**WHAT IS ASKED**
Can you render the listing below as a JSON list of strings, with one string for each line and blank lines left out?

**ENTRIES**
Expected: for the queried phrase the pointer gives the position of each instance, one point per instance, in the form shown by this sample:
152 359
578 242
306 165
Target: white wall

**SOLUTION**
[
  "Expected: for the queried phrase the pointer gives the position of each instance, one point per instance, in the form shown by this sample:",
  "152 359",
  "578 242",
  "306 165",
  "Target: white wall"
]